Dr. Joseph Fair, a virologist with the Mérieux Foundation and special adviser to Sierra Leone's health ministry, has worked out of the country's Kenema Government Hospital for more than 10 years. Kenema is one of the worst-hit areas in the West African nation's Ebola outbreak; Fair lost colleagues and friends to the disease in recent months. So far, Sierra Leone has seen more than 2,400 cases of Ebola and at least 620 deaths.

During a late-September visit to Washington, D.C., to testify at a Senate Foreign Relations Committee hearing, Fair stopped by NPR headquarters to speak with reporters about the outbreak.

This interview has been edited and condensed for clarity.
# # # #
> _EXERCISE INSTRUCTIONS_
A – According to the text about Dr. Joseph Fair and Sierra Leone's Ebola outbreak, how many Ebola cases has Sierra Leone seen so far?
B – Pick up the text about Dr. Joseph Fair and Sierra Leone's Ebola outbreak after its final sentence and carry it forward.
# # # #
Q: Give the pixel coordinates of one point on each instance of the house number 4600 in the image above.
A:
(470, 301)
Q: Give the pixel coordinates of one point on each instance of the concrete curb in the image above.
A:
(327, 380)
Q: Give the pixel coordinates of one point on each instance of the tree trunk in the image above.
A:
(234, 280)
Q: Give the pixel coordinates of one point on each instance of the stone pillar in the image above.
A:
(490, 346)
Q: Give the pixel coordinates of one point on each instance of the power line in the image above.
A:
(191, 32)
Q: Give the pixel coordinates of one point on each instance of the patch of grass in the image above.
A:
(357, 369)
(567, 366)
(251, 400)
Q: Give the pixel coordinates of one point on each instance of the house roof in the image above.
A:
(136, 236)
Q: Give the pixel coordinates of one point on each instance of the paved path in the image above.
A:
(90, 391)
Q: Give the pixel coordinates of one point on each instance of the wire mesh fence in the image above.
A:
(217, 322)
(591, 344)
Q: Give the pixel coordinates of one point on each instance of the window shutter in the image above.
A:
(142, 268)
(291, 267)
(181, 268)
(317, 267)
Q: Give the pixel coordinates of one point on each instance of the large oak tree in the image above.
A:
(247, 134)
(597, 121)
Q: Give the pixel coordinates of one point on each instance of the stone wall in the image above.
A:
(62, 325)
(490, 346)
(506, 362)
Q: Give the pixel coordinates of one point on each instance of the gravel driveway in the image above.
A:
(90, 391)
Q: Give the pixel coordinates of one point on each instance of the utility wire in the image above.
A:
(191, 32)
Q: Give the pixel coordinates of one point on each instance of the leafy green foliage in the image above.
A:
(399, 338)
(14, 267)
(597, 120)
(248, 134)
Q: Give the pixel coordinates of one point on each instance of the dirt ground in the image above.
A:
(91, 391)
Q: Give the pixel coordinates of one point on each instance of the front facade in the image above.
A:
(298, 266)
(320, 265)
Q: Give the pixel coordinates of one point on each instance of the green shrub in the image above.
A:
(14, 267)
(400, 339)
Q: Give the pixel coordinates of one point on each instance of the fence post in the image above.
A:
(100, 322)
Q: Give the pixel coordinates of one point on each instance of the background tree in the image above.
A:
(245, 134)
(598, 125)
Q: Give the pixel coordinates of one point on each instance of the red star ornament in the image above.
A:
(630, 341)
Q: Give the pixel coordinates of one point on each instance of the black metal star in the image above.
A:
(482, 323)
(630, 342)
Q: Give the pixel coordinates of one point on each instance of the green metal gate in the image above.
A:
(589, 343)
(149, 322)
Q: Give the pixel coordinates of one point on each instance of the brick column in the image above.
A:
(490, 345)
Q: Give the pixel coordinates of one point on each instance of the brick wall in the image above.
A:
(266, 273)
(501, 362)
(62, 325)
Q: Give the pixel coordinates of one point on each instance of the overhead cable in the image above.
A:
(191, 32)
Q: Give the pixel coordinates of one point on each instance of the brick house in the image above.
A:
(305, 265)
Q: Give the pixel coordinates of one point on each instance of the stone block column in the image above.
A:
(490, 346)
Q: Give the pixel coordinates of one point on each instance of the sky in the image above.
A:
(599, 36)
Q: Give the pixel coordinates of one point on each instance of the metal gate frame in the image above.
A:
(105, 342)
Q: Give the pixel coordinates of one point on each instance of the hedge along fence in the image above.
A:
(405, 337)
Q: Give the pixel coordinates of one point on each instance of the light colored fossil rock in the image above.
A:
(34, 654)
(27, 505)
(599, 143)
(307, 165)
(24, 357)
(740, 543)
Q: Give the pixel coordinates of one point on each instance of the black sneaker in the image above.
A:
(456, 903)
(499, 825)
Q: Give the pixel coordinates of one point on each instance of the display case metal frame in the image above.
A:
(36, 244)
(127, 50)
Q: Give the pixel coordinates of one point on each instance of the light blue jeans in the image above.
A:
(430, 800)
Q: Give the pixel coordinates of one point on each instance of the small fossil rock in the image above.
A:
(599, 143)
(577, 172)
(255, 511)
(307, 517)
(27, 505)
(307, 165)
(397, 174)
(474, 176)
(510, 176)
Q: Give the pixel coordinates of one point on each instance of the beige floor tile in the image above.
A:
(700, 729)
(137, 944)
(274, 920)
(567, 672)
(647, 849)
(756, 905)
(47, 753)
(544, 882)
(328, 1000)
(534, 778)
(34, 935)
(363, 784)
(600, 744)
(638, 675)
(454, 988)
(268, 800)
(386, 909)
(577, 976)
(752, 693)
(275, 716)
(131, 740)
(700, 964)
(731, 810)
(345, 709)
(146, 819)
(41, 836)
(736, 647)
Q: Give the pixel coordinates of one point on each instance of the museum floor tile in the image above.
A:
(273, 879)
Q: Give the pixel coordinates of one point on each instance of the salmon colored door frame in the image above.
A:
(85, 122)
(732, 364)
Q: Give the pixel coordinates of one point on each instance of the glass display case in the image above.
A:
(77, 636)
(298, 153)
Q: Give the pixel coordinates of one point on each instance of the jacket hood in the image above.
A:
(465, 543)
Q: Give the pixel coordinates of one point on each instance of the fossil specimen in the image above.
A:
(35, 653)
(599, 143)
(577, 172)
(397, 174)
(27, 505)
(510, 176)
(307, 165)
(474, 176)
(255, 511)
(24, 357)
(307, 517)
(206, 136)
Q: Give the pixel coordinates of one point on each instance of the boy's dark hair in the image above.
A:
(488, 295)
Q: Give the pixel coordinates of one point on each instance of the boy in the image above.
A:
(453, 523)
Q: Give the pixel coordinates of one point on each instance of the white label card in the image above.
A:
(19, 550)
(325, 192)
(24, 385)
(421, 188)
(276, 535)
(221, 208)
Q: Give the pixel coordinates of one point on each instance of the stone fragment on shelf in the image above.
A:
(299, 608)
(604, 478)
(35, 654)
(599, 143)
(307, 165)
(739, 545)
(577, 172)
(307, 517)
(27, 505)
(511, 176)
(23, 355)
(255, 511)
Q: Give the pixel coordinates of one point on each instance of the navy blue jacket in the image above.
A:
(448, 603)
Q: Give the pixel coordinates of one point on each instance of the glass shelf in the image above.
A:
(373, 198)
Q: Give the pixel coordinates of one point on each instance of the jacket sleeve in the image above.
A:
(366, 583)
# # # #
> _YOUR RESPONSES_
A – More than 2,400 cases.

B –
On wearing personal protective equipment

I mean, you can imagine working in a room where it's average 37 degrees Centigrade [98.6 degrees Fahrenheit] inside of a Tyvek suit, and if you've never worn one, it's like being in a steam room. And so wearing that in the heat and humidity of Sierra Leone, combin[ed] with a mask and boots and goggles and the gown and everything else that you're wearing, it's an exhaustive process. I mean, just the amount of sweat that you have in the suit. And then you don't have enough staff, and so really it's hard to take a break — a bathroom break, a food break, a water break. Because every time you do that, you have to completely disrobe, completely disinfect yourself, and then do the whole thing over again.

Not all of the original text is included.